» **Exercise**: Each line below from the one containing "Mark the wooden balcony" through the one containing "pixel 172 602" should be output exactly as it stands, and no other line should appear.

Records contained in a dataset
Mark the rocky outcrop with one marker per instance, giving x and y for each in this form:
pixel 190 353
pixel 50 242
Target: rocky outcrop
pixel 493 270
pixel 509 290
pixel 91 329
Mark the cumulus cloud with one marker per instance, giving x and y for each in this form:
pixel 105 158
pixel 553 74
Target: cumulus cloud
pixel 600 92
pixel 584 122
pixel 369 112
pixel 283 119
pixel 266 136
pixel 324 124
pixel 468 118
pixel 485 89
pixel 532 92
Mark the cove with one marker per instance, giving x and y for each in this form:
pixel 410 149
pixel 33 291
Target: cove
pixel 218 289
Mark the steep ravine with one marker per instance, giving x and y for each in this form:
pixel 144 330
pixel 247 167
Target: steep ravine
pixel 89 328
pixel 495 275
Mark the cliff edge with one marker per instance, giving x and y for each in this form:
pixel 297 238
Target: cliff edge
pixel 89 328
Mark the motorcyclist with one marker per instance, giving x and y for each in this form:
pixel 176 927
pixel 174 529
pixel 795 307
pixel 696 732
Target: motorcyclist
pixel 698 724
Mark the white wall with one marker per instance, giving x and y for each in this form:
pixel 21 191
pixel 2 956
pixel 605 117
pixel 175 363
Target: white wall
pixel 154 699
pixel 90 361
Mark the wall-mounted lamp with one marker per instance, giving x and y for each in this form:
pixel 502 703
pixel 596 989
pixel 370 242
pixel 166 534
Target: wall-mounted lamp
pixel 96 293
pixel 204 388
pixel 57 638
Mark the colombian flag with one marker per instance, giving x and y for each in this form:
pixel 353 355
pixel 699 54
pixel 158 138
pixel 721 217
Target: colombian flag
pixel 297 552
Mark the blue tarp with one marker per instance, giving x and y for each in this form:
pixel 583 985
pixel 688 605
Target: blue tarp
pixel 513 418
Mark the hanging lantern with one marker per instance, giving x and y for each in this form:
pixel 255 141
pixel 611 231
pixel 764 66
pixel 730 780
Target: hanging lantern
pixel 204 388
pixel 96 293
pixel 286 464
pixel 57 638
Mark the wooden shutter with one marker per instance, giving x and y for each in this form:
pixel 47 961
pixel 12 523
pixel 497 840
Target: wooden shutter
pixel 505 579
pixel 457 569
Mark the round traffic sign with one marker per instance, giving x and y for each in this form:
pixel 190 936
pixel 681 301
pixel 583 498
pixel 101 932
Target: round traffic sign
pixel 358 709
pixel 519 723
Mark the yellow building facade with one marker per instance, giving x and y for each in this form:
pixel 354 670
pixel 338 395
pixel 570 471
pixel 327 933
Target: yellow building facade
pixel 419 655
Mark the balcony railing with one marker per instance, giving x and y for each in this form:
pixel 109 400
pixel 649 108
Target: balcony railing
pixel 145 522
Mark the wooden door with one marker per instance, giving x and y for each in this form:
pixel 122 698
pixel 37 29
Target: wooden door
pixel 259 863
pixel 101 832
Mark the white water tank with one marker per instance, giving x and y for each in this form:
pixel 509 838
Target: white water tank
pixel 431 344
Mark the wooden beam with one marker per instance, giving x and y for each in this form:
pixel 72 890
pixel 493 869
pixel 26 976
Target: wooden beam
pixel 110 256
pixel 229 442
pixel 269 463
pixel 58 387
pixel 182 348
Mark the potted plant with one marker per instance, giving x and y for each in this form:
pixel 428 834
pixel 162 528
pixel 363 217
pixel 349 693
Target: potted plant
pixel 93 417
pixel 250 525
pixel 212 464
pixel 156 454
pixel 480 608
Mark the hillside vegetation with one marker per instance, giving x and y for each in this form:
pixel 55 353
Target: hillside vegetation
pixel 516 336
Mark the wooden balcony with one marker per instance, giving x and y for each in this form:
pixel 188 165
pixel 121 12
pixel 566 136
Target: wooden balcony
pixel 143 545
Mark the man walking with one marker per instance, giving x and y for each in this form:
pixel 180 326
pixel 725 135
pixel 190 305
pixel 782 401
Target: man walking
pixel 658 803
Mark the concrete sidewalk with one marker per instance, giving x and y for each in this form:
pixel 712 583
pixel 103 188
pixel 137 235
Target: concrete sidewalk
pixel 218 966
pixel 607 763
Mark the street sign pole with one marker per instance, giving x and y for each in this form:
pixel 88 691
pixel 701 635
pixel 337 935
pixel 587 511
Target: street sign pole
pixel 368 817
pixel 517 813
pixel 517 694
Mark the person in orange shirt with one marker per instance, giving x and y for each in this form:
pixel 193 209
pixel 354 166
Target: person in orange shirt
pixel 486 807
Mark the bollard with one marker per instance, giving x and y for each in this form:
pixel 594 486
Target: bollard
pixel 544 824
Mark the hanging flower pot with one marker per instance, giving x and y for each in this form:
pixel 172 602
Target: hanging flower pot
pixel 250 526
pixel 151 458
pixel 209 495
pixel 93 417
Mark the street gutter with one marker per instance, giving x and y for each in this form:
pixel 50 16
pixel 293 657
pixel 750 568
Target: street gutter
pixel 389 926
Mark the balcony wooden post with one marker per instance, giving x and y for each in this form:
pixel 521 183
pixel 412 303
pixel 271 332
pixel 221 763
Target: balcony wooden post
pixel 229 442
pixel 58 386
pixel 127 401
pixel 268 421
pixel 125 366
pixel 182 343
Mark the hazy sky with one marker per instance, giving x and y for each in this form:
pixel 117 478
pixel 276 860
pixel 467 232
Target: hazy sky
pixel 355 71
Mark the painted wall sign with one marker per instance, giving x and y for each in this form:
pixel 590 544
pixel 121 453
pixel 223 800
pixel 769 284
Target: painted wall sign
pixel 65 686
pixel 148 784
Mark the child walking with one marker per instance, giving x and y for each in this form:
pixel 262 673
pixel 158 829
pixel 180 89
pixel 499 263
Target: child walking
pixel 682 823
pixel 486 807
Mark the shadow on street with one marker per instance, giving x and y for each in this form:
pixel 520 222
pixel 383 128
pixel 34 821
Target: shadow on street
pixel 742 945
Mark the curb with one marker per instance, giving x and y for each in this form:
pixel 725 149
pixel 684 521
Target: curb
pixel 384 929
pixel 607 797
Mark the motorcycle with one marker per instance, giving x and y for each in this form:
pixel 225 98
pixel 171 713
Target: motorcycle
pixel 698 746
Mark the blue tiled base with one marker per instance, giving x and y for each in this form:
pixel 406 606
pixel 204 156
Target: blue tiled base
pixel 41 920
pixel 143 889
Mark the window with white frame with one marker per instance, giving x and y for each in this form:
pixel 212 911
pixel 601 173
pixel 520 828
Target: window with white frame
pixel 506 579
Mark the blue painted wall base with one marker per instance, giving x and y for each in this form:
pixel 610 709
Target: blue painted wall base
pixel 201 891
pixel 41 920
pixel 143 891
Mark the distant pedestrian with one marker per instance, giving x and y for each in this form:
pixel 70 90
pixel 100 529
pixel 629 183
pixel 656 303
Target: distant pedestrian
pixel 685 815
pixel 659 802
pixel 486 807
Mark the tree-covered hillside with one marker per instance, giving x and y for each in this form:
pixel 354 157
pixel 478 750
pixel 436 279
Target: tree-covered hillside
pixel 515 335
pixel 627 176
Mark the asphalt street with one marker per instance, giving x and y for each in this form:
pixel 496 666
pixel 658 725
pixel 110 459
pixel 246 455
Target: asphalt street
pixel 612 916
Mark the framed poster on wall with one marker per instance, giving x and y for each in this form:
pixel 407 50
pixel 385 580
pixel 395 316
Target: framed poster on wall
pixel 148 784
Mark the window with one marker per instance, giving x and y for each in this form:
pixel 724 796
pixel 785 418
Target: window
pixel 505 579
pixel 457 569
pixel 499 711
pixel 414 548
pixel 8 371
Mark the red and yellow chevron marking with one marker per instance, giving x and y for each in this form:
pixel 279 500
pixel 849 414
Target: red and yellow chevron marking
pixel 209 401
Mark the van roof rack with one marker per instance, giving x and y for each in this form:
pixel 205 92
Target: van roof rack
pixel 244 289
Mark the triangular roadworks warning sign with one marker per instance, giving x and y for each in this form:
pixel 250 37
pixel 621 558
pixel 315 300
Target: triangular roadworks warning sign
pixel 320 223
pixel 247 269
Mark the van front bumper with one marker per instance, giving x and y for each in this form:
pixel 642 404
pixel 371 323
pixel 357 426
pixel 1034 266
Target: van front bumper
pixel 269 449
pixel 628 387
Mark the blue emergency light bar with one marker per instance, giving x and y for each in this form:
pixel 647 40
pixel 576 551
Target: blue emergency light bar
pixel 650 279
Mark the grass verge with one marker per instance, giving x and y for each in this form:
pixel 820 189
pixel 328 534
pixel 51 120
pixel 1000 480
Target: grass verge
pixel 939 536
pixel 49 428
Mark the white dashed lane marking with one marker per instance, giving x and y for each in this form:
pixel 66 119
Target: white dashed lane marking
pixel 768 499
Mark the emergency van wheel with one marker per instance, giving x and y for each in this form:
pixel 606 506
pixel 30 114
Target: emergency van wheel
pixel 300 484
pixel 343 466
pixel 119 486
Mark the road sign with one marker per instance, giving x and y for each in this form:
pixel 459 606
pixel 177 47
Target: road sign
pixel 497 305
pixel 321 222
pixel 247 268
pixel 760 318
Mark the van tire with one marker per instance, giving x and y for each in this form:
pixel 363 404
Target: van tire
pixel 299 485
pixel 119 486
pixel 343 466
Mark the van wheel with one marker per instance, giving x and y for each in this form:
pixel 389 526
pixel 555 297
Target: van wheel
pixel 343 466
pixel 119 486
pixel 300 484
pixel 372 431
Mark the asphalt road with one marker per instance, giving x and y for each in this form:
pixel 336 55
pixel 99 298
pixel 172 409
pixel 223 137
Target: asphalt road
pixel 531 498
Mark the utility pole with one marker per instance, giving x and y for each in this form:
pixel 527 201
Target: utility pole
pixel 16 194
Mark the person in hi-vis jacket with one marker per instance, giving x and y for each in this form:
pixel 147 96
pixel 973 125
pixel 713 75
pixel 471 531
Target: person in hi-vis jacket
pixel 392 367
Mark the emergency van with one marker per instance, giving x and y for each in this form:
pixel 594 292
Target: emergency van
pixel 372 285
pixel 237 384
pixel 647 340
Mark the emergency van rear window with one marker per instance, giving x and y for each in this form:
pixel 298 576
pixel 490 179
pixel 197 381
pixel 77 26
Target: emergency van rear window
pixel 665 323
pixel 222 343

» **Answer**:
Mark the wooden balcony with one marker per instance, giving x and y for each in this form:
pixel 188 165
pixel 121 12
pixel 566 136
Target: wooden balcony
pixel 143 545
Mark the man walking with one marker per instance, giving x and y for each in this form:
pixel 180 326
pixel 725 135
pixel 190 305
pixel 782 401
Target: man walking
pixel 658 803
Mark the concrete sidewalk with one marker per instance, giving x and y for each in this form:
pixel 712 583
pixel 103 188
pixel 137 235
Target: concrete sidewalk
pixel 218 966
pixel 607 763
Mark the street sign pole with one marker per instance, giving x and y for each in this form:
pixel 88 691
pixel 701 635
pixel 337 935
pixel 587 511
Target: street sign pole
pixel 368 817
pixel 517 813
pixel 517 694
Mark the person in orange shirt with one marker per instance, giving x and y for each in this form:
pixel 193 209
pixel 354 166
Target: person in orange shirt
pixel 486 807
Mark the bollard with one marker per instance, giving x and y for each in this form:
pixel 594 486
Target: bollard
pixel 544 824
Mark the hanging flower pot with one marker per instance, giving x and y for each in this form:
pixel 172 602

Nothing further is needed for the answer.